About this task: All lines up to and including the one that contains "Give the mask of every instance of the roof" are to be transcribed exactly, starting from the first line of the records.

Data listing:
*** Begin section ***

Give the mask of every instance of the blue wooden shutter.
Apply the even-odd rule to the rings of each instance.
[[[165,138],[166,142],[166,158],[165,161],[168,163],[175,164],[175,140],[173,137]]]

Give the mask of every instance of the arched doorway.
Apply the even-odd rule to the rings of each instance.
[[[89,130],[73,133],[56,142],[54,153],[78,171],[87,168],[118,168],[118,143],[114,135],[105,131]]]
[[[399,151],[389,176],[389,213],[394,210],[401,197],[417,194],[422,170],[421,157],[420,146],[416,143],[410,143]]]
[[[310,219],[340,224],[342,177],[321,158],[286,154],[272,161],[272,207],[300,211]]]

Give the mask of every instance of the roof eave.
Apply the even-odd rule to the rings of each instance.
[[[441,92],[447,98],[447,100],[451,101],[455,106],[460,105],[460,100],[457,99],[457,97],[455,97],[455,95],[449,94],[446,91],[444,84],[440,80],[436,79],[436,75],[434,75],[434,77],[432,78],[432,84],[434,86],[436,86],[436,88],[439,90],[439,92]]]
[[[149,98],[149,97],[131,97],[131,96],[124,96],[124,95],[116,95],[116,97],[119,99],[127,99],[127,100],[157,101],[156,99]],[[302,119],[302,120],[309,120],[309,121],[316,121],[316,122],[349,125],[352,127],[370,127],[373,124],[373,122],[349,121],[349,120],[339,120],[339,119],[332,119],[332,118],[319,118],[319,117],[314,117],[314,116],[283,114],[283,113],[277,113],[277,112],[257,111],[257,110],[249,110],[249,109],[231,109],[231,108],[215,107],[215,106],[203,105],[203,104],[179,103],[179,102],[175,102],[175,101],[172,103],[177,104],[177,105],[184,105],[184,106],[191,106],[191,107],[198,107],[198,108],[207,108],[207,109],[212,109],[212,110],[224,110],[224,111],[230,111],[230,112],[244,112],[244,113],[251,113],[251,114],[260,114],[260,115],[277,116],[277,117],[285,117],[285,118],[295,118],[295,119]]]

*** End section ***

Task output:
Give the mask of every instance of the blue wooden shutter.
Apply the even-odd rule to the rings of each instance.
[[[165,138],[166,142],[166,158],[165,161],[168,163],[175,164],[175,140],[173,137]]]

Give the mask of every instance of the arched doorway.
Apply the even-odd rule to the rings of each instance.
[[[89,130],[73,133],[56,142],[54,153],[78,171],[87,168],[118,168],[118,143],[114,135],[105,131]]]
[[[399,151],[389,176],[389,213],[394,210],[401,197],[417,194],[422,170],[421,157],[420,146],[416,143],[410,143]]]
[[[310,219],[340,224],[342,177],[321,158],[286,154],[272,161],[272,207],[300,211]]]

Give the mask of every instance of the roof eave.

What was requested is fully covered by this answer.